- **Entries shown**:

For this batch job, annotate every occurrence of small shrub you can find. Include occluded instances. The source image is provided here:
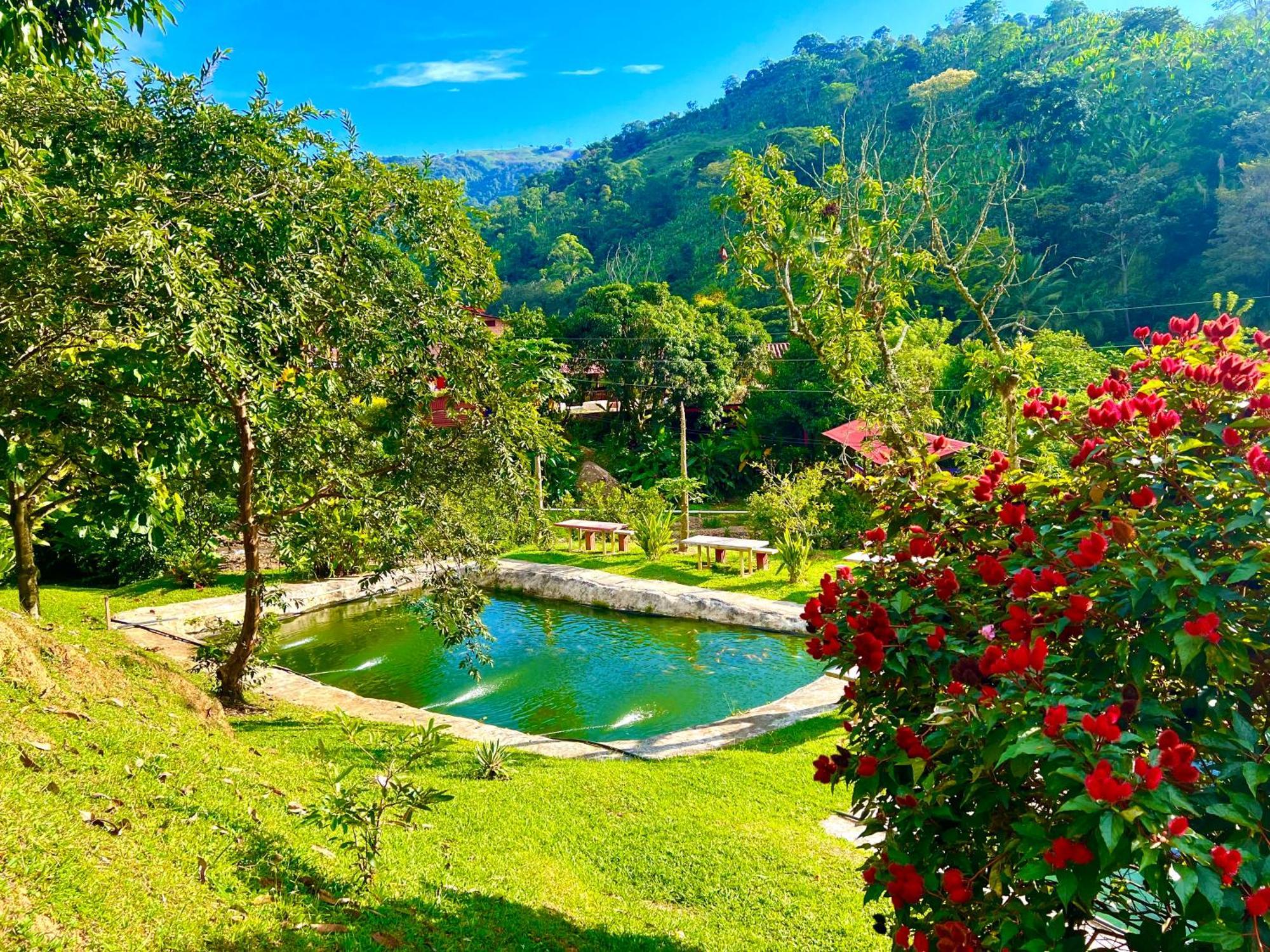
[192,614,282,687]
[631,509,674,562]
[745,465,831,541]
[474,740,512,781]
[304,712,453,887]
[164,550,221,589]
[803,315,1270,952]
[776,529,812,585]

- **Instruction**:
Write out every line of the material above as a JSON list of strings, one string per line, skipping blank lines and leaving the pictures out.

- **Right answer**:
[
  "For this batch job, annotate every occurrence of small shrub you can find. Include occluded instances. The source image is provided here:",
  "[192,614,282,687]",
  "[631,509,674,562]",
  "[745,465,831,541]",
  "[474,740,512,781]",
  "[304,712,453,887]",
  "[164,550,221,589]",
  "[803,315,1270,952]",
  "[776,529,812,585]"
]